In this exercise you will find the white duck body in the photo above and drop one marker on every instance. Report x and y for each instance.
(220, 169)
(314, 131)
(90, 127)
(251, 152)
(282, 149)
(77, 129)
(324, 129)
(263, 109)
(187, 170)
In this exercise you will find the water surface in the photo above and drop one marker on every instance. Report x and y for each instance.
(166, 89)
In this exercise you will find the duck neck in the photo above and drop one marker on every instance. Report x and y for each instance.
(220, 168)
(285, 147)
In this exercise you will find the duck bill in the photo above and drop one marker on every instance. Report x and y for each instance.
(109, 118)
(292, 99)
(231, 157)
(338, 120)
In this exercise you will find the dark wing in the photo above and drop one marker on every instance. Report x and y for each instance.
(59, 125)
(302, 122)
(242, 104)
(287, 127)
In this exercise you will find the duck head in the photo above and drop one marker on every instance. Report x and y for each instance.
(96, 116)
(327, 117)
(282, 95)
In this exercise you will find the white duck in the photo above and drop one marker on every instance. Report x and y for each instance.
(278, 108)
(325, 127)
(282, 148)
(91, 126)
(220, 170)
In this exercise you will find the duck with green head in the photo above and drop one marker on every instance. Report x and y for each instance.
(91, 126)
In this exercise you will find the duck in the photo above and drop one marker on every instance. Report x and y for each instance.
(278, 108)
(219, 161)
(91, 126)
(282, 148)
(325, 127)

### Task details
Edit the items above by replacing each occurrence of "marker" with "dot" and leaving every other word unchanged.

### Solved problem
In this exercise you will find the white duck body in the photo above and drop one dot on every instance. Report x and y for each instance.
(220, 169)
(314, 131)
(90, 127)
(251, 152)
(282, 149)
(77, 129)
(324, 129)
(263, 109)
(187, 170)
In this exercise you will find the water surface in the photo above and drop one dot on every instance. Report x and y for each instance.
(166, 89)
In this exercise you will find the duck neck in the photo above and drop one dot on every instance. Report x and y for each instance.
(220, 168)
(285, 147)
In this exercise you will find the duck bill in the photo above and drop one dot on every instance. Report x and y for each instance.
(109, 118)
(292, 99)
(231, 157)
(338, 120)
In this exercise you will find the dark wing in the photo above and drop one dot on every instance. Report x and y for each instance.
(59, 125)
(302, 122)
(242, 104)
(287, 127)
In this exercise you will find the duck head in the photo above and drop one dot on every instance. Report x and y for each instance.
(96, 116)
(327, 117)
(282, 95)
In this exercise you will find the white duck in the photo above and drop one dot on every instance. Report x and y for each instance.
(278, 108)
(325, 127)
(282, 148)
(91, 126)
(220, 170)
In this exercise you will find the duck with green head in the photo above and drop one dot on every instance. Report x and y for each instance.
(91, 126)
In this exercise you will find the duck in the photo above and drop one dot on every instance. Report x and y for each instance.
(278, 108)
(219, 161)
(91, 126)
(282, 148)
(325, 127)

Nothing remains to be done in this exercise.